* BEGIN *

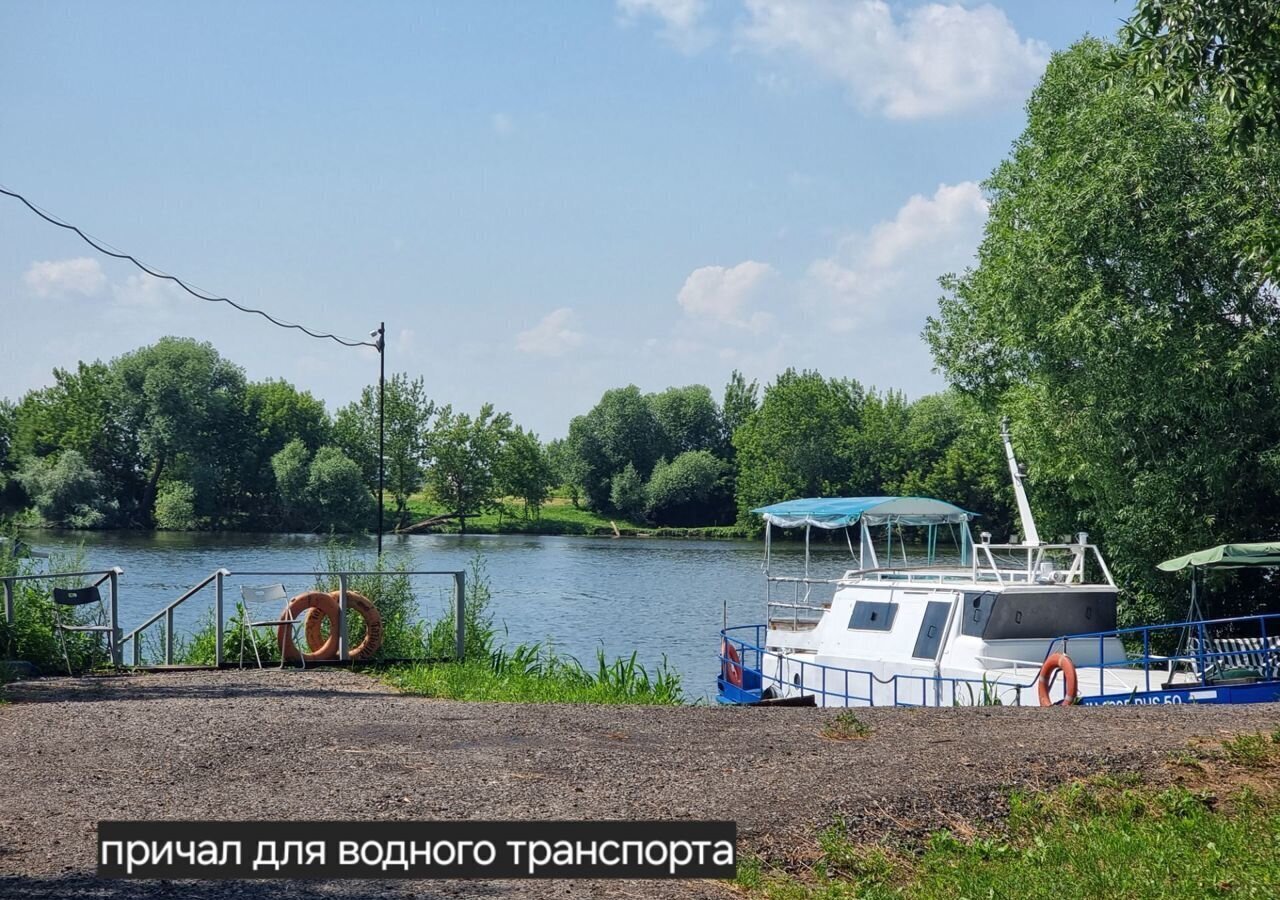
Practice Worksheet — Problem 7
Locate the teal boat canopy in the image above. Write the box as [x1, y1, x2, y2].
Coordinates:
[1156, 542, 1280, 572]
[751, 497, 978, 529]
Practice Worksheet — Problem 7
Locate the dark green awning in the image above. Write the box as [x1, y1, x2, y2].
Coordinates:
[1156, 542, 1280, 572]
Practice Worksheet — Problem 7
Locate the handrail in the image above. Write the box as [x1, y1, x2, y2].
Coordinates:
[120, 568, 230, 645]
[0, 566, 124, 588]
[119, 567, 466, 666]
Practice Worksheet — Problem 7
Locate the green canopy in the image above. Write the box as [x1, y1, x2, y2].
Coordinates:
[1156, 542, 1280, 572]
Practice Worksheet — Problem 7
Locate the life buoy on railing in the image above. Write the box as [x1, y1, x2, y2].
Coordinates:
[1036, 653, 1076, 707]
[721, 640, 742, 687]
[276, 590, 338, 662]
[306, 590, 383, 659]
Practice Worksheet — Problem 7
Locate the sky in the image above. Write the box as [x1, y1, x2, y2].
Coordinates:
[0, 0, 1130, 439]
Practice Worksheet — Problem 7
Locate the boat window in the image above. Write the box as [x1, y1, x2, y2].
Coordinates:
[849, 600, 897, 631]
[911, 600, 951, 659]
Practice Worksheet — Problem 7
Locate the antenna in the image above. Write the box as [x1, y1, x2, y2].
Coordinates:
[1000, 416, 1039, 547]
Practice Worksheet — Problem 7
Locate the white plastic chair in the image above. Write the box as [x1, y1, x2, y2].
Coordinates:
[241, 584, 307, 668]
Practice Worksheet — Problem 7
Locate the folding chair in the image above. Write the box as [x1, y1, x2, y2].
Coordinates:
[54, 585, 115, 675]
[241, 584, 307, 668]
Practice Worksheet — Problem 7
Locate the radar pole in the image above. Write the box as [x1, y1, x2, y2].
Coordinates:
[1000, 416, 1039, 547]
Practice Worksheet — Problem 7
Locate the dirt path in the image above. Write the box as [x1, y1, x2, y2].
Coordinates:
[0, 671, 1280, 900]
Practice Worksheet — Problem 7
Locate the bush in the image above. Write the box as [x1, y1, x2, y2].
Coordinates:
[306, 447, 374, 531]
[609, 462, 645, 520]
[156, 481, 196, 531]
[645, 451, 733, 526]
[18, 449, 116, 529]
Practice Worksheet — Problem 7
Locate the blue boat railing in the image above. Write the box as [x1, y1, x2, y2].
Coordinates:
[1047, 613, 1280, 691]
[718, 625, 1038, 707]
[718, 613, 1280, 707]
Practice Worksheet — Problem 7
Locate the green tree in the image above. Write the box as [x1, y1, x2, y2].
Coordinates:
[649, 384, 723, 456]
[1120, 0, 1280, 145]
[110, 338, 251, 524]
[305, 447, 374, 531]
[498, 426, 556, 518]
[239, 379, 333, 526]
[271, 438, 311, 529]
[426, 403, 511, 534]
[609, 462, 645, 521]
[156, 481, 198, 531]
[0, 398, 27, 517]
[18, 449, 113, 529]
[721, 369, 760, 460]
[645, 451, 733, 527]
[567, 384, 666, 511]
[925, 40, 1280, 621]
[334, 373, 435, 527]
[733, 369, 863, 521]
[9, 362, 145, 526]
[883, 390, 1013, 540]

* END *

WHAT TO WORK ON →
Return every line of the records that contains the string "boat", matching case exactly.

CORRECT OUTPUT →
Locate the teal boat canopy in the image above. Write the box as [x1, y1, x2, y2].
Locate the boat window in the image above. Write the box as [x1, y1, x2, y2].
Locate the blue boat railing in the image above. Write the box as [x1, y1, x2, y2].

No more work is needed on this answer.